> **Short task**
Copy out each line of the material below that contains the word "street". Case counts.

================================

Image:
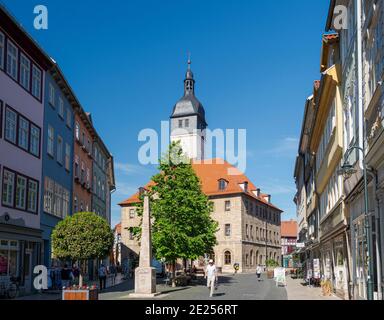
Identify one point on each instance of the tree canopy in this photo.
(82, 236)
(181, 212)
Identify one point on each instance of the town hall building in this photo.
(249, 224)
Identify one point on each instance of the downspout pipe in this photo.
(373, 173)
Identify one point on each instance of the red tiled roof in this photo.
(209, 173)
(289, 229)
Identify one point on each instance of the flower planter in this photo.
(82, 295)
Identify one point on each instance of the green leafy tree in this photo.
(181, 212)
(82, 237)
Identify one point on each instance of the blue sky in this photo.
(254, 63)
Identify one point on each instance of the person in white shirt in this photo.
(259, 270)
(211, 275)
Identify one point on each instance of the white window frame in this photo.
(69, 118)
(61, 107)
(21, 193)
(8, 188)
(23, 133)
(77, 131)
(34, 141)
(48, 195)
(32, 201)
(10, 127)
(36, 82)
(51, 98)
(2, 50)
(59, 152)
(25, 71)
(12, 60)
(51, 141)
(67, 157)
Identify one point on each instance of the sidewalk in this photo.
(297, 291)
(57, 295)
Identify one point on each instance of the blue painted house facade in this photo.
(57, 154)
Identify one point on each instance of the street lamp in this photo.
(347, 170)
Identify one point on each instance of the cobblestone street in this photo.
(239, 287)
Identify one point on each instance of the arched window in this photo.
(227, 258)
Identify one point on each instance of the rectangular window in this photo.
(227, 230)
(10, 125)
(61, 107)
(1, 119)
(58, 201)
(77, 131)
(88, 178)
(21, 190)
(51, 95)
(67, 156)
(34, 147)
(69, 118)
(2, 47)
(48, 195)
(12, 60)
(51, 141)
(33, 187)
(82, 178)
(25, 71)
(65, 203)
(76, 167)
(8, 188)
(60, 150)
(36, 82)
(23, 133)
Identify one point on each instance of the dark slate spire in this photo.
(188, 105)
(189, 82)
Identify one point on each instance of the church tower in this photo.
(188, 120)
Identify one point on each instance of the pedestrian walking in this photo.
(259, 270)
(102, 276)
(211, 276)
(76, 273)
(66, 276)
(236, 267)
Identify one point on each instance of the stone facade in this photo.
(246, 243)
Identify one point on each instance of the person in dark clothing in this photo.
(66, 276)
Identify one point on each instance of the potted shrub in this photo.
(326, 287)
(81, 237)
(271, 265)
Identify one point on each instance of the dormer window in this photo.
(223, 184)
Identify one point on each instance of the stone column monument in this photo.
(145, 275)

================================

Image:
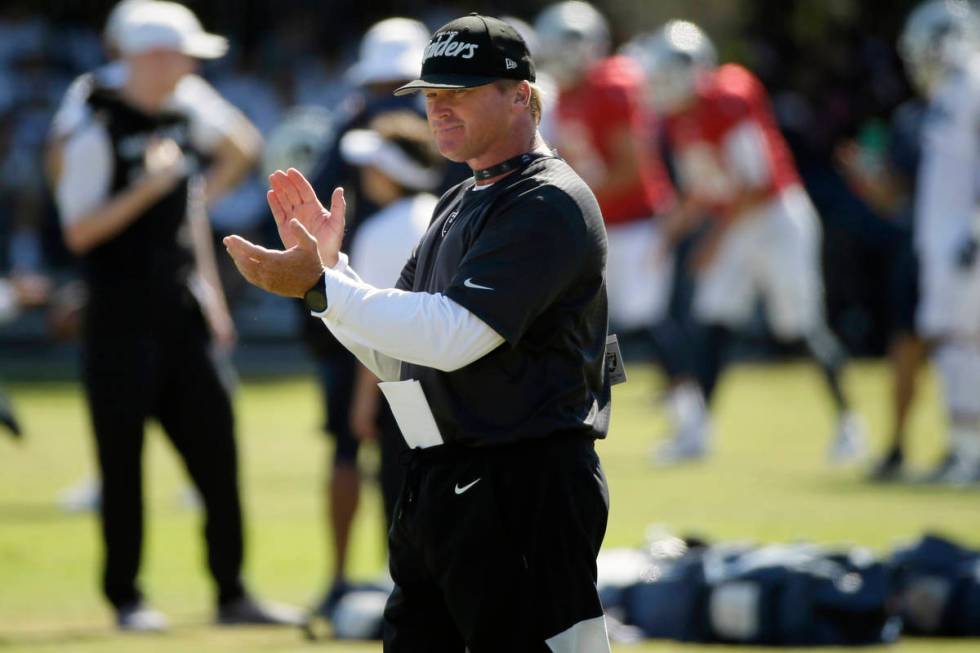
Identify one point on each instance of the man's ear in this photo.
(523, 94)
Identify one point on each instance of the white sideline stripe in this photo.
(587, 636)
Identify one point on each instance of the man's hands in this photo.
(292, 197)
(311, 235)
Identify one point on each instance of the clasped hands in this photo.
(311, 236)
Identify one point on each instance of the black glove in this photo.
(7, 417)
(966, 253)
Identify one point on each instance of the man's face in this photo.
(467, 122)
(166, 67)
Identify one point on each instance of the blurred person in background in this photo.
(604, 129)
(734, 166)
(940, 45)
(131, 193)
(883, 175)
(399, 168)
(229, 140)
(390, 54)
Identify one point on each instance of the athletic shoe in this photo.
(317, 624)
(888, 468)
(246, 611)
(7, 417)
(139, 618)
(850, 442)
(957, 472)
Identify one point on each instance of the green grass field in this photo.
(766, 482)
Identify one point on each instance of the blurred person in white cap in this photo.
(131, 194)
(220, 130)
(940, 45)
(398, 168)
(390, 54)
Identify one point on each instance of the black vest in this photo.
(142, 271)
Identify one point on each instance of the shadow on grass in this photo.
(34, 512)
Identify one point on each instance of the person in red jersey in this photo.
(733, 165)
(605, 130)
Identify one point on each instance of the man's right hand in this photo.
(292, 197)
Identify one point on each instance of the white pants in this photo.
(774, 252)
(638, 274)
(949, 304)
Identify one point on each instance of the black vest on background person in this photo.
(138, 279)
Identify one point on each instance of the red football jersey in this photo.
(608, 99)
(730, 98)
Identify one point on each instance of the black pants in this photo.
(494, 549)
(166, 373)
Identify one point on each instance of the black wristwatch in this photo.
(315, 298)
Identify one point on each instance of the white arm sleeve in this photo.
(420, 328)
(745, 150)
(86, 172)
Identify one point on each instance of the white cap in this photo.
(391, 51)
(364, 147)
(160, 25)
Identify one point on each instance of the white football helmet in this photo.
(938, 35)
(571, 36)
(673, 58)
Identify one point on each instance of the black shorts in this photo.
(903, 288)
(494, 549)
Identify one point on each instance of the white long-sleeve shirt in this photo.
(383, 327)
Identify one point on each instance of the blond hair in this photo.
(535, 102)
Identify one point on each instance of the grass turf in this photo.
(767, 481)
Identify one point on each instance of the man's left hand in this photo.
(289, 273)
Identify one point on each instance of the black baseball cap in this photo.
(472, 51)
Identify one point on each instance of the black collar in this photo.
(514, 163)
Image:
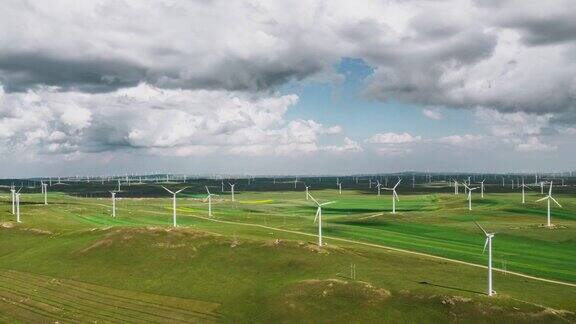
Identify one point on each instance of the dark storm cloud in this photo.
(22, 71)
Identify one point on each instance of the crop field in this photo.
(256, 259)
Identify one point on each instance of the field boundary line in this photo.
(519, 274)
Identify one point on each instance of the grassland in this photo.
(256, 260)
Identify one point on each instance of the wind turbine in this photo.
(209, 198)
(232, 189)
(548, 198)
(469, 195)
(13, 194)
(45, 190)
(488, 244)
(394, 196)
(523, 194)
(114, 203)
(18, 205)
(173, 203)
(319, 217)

================================

> **Task output**
Identify one point on each instance of the street lamp in this photo.
Identify one point on each instance of the cobblestone street in this photo.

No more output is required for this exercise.